=== Input ===
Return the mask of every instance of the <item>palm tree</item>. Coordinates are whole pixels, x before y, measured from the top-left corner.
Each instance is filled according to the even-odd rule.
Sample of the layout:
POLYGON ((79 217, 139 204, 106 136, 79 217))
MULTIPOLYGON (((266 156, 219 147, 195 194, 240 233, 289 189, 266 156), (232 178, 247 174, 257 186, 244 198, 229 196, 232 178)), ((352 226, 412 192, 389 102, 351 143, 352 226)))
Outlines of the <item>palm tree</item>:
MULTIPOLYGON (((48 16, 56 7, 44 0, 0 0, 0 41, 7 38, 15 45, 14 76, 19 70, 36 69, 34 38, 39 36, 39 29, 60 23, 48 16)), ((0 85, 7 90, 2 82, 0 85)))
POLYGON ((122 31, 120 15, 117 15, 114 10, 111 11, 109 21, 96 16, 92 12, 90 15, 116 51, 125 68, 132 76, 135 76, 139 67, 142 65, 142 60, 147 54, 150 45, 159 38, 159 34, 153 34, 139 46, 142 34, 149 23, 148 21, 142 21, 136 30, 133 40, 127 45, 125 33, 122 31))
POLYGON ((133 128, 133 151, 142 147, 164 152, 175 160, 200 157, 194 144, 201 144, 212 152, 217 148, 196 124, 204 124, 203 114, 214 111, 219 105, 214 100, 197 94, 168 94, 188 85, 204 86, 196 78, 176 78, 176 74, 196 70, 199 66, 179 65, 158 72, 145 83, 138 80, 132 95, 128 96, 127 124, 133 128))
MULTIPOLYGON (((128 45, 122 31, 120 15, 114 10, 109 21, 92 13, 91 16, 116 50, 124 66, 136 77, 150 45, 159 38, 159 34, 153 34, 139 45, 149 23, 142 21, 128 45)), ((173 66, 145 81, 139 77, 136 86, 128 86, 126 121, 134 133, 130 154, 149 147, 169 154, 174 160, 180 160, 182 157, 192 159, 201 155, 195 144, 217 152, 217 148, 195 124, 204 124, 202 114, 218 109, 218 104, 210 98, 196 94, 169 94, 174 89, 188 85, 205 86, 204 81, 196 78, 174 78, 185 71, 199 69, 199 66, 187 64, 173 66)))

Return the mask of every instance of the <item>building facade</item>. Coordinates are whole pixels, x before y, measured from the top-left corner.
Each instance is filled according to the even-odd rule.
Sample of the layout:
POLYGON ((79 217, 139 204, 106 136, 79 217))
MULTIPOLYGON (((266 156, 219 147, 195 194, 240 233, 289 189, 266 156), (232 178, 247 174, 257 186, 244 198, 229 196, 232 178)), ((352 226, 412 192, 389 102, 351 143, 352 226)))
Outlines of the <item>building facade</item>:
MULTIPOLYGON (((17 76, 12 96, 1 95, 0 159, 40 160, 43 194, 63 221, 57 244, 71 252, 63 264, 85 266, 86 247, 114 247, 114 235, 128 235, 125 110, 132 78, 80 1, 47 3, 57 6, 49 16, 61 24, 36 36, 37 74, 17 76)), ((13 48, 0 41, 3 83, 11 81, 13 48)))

=== Problem details ===
Put every line of the data above into a numbered list, leaving out any blank lines.

=== Solution to this task ===
1. Return the mask of every instance of the <item>palm tree</item>. Coordinates are whole pixels, x before y, measured from the top-left corner.
2. Each instance is filled according to the even-odd rule.
3. Sample of the layout:
4. POLYGON ((79 217, 139 204, 106 136, 79 217))
5. MULTIPOLYGON (((266 156, 219 147, 195 194, 240 233, 289 189, 266 156), (232 178, 247 174, 257 186, 244 198, 229 196, 232 178)), ((352 226, 412 192, 389 102, 351 143, 352 226)))
6. Outlines of the <item>palm tree</item>:
7. MULTIPOLYGON (((48 16, 56 7, 44 0, 0 0, 0 41, 7 38, 15 45, 14 76, 19 70, 36 69, 34 38, 39 36, 39 29, 60 23, 48 16)), ((0 85, 7 90, 2 82, 0 85)))
8. POLYGON ((122 31, 120 15, 117 15, 114 10, 111 11, 109 21, 96 16, 92 12, 90 15, 116 51, 125 68, 132 76, 135 76, 139 67, 142 65, 142 60, 147 54, 150 45, 159 38, 159 34, 153 34, 139 46, 142 34, 149 23, 148 21, 142 21, 136 30, 133 40, 127 45, 125 33, 122 31))
9. POLYGON ((133 128, 133 151, 142 147, 164 152, 175 160, 200 157, 194 144, 201 144, 212 152, 217 148, 196 124, 204 124, 203 114, 214 111, 219 105, 214 100, 197 94, 168 94, 188 85, 204 86, 196 78, 176 78, 176 74, 196 70, 199 66, 179 65, 158 72, 145 83, 138 80, 132 95, 128 96, 127 124, 133 128))
10. MULTIPOLYGON (((128 45, 122 31, 120 15, 114 10, 109 21, 92 13, 91 16, 116 50, 124 66, 136 77, 150 45, 159 38, 159 34, 153 34, 139 45, 149 23, 142 21, 128 45)), ((173 66, 145 81, 139 77, 136 86, 128 86, 126 121, 134 133, 130 154, 149 147, 169 154, 174 160, 180 160, 182 157, 192 159, 201 155, 195 144, 217 152, 217 148, 195 124, 204 124, 202 114, 218 109, 218 104, 210 98, 196 94, 169 94, 174 89, 188 85, 205 86, 204 81, 196 78, 174 78, 185 71, 199 69, 199 66, 187 64, 173 66)))
11. Return the mask of every instance of the <item>building facade</item>. Coordinates are whole pixels, x before y, measured from the top-left corner.
12. Each instance is filled according to the even-odd rule.
13. Sample of the layout:
14. POLYGON ((79 217, 139 204, 106 136, 79 217))
15. MULTIPOLYGON (((266 156, 219 147, 195 194, 240 233, 289 189, 266 156), (232 178, 247 174, 257 186, 244 198, 229 196, 232 178)), ((352 226, 412 192, 389 102, 351 143, 352 226)))
16. Outlines of the <item>building facade</item>:
17. MULTIPOLYGON (((17 76, 12 96, 1 95, 0 159, 40 160, 43 194, 63 221, 57 244, 71 252, 63 264, 85 266, 86 247, 114 247, 114 235, 128 235, 125 110, 132 78, 80 1, 47 3, 57 6, 49 16, 61 24, 36 36, 37 74, 17 76)), ((13 48, 0 41, 3 83, 11 81, 13 48)))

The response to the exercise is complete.